■ Aim
Count the lines below that contain the string "target", treating uppercase and lowercase as different. Reply with the number only.

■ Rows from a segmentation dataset
○ ○ ○ ○ ○ ○ ○

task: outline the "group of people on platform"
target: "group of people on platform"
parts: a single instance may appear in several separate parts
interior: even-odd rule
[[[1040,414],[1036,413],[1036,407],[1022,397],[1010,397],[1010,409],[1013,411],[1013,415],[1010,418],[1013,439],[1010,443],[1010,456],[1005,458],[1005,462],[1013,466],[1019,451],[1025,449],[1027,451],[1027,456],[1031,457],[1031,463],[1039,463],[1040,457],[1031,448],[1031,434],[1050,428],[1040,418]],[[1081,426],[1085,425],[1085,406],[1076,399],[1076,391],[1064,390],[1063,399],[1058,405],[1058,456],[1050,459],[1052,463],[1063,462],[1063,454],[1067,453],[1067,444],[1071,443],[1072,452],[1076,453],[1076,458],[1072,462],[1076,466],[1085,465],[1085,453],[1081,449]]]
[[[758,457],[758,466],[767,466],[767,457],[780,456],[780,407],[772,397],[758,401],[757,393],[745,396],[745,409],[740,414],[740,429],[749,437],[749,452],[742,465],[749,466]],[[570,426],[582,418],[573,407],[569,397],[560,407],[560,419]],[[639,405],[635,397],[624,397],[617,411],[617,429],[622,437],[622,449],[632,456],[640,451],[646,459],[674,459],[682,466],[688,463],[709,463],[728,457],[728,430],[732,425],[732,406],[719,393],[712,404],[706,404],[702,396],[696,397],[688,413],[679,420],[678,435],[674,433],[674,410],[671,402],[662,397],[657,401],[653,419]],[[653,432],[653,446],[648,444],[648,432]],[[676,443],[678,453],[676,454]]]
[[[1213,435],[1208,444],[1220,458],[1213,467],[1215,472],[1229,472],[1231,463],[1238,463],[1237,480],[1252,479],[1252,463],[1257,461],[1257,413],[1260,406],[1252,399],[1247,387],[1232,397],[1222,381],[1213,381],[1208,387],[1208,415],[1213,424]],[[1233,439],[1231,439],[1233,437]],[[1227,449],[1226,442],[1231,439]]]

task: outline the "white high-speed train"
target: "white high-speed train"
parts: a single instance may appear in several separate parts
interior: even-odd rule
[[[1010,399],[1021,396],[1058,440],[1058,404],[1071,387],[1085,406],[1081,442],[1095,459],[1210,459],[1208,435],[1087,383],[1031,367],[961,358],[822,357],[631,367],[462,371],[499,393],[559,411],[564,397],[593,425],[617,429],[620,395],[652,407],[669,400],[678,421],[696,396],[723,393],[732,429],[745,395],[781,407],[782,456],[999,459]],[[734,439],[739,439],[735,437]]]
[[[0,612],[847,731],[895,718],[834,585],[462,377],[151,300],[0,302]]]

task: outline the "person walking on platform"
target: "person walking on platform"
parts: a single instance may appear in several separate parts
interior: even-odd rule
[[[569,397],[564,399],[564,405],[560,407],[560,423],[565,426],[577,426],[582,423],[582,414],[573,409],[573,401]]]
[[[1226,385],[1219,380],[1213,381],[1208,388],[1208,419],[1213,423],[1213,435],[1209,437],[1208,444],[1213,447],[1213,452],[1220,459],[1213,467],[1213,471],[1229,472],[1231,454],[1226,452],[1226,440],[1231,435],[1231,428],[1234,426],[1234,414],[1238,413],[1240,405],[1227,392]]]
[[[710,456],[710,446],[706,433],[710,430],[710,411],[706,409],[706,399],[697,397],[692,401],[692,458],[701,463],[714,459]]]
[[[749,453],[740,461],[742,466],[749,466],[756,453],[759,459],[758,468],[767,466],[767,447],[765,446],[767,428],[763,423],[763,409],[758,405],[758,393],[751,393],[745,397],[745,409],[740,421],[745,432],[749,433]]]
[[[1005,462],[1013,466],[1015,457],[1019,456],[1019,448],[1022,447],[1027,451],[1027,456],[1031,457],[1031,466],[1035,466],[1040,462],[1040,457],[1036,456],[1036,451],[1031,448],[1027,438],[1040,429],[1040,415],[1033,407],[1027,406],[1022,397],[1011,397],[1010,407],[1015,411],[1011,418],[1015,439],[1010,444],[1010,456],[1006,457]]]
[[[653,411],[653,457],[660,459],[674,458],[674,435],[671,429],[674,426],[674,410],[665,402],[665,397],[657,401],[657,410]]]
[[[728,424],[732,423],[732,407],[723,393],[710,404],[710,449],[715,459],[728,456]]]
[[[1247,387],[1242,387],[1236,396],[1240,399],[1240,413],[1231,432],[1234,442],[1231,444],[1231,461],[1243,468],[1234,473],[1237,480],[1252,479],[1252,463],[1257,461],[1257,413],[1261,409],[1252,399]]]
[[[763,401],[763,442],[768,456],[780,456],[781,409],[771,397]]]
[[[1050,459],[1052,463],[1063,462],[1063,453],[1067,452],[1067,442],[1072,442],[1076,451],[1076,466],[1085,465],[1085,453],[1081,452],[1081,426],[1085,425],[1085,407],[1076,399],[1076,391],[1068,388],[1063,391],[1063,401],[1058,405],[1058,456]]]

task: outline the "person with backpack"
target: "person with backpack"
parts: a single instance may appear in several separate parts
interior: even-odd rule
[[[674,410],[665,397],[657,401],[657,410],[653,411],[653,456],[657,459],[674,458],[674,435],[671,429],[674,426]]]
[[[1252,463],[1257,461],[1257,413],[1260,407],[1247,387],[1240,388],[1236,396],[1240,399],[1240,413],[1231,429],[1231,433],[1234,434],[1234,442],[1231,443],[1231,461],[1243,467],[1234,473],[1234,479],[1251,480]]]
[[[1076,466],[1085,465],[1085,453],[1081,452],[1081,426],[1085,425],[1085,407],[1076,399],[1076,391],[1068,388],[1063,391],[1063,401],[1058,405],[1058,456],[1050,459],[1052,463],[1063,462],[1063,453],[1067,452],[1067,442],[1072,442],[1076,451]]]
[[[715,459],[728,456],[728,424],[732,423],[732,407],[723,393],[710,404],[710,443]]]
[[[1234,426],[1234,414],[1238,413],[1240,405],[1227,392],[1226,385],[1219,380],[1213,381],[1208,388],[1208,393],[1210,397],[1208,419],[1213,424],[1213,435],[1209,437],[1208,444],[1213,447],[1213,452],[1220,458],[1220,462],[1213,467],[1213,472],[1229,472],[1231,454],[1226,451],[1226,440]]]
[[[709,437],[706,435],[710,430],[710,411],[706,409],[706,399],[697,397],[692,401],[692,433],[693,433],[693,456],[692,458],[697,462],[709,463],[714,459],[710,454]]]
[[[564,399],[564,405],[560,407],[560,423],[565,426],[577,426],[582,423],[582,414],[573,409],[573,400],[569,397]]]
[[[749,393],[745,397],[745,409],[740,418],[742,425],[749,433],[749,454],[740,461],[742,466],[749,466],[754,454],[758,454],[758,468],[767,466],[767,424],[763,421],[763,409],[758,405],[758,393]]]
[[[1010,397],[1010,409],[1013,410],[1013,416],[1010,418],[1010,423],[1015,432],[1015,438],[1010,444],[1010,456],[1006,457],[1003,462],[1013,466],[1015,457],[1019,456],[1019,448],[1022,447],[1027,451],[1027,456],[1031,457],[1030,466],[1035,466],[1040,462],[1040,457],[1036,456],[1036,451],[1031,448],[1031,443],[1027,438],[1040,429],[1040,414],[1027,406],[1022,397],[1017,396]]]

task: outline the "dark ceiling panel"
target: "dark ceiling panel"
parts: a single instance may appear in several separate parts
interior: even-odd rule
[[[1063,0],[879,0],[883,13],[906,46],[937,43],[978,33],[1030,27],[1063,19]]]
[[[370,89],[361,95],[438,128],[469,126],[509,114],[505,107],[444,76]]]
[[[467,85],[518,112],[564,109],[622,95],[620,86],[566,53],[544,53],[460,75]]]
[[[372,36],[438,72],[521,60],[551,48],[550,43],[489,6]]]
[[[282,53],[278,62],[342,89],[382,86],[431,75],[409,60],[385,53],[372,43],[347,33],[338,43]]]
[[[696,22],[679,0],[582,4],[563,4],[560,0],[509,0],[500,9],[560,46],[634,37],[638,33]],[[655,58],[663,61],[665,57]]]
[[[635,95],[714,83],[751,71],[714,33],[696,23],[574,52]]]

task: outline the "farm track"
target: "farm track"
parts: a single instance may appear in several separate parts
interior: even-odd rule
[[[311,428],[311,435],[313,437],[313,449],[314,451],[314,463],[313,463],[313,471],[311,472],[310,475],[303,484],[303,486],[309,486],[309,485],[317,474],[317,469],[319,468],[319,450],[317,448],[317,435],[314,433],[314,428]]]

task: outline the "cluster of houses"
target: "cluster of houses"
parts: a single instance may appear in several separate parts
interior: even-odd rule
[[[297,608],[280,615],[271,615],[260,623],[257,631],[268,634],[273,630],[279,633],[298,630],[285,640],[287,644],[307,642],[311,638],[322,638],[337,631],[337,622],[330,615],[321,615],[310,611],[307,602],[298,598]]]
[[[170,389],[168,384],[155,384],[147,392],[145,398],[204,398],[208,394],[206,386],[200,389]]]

○ ○ ○ ○ ○ ○ ○

■ Complete answer
7